SHORT PROBLEM — Reproduce the following passage about the twenty ministers questioned by Sherman and Stanton word for word.

EXCERPTED PASSAGE —
:::
Who were these 20 thoughtful leaders who exhibited such foresight? They were all ministers, mostly Baptist and Methodist. Most curious of all to me is that 11 of the 20 had been born free in slave states, of which 10 had lived as free men in the Confederacy during the course of the Civil War. (The other one, a man named James Lynch, was born free in Maryland, a slave state, and had only moved to the South two years before.) The other nine ministers had been slaves in the South who became “contraband,” and hence free, only because of the Emancipation Proclamation, when Union forces liberated them.

Their chosen leader and spokesman was a Baptist minister named Garrison Frazier, aged 67, who had been born in Granville, N.C., and was a slave until 1857, “when he purchased freedom for himself and wife for $1000 in gold and silver,” as the New York Daily Tribune reported. Rev. Frazier had been “in the ministry for thirty-five years,” and it was he who bore the responsibility of answering the 12 questions that Sherman and Stanton put to the group. The stakes for the future of the Negro people were high.
:::
INFORMATION PROVIDED —
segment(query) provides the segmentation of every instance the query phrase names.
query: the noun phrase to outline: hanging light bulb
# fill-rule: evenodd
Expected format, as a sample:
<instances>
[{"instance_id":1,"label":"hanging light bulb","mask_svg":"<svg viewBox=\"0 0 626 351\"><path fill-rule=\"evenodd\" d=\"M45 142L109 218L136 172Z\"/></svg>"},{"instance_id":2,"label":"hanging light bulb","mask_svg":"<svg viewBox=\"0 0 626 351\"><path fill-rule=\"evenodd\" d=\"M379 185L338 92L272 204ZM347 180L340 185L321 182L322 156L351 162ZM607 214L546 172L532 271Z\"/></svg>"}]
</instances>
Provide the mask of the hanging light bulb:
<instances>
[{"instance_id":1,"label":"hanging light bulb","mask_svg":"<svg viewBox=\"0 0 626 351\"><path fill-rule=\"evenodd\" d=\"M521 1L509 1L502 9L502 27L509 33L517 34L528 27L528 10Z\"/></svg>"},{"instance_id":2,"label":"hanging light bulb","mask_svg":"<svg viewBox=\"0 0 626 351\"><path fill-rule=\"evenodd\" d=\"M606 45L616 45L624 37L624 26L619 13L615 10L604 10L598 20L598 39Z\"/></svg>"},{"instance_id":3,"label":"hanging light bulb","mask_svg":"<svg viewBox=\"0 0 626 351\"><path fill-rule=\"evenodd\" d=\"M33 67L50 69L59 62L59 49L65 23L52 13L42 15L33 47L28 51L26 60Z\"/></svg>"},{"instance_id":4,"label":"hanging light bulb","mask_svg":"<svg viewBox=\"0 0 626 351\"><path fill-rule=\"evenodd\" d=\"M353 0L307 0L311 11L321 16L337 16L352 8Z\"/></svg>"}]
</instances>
:::
EXPECTED OUTPUT —
Who were these 20 thoughtful leaders who exhibited such foresight? They were all ministers, mostly Baptist and Methodist. Most curious of all to me is that 11 of the 20 had been born free in slave states, of which 10 had lived as free men in the Confederacy during the course of the Civil War. (The other one, a man named James Lynch, was born free in Maryland, a slave state, and had only moved to the South two years before.) The other nine ministers had been slaves in the South who became “contraband,” and hence free, only because of the Emancipation Proclamation, when Union forces liberated them.

Their chosen leader and spokesman was a Baptist minister named Garrison Frazier, aged 67, who had been born in Granville, N.C., and was a slave until 1857, “when he purchased freedom for himself and wife for $1000 in gold and silver,” as the New York Daily Tribune reported. Rev. Frazier had been “in the ministry for thirty-five years,” and it was he who bore the responsibility of answering the 12 questions that Sherman and Stanton put to the group. The stakes for the future of the Negro people were high.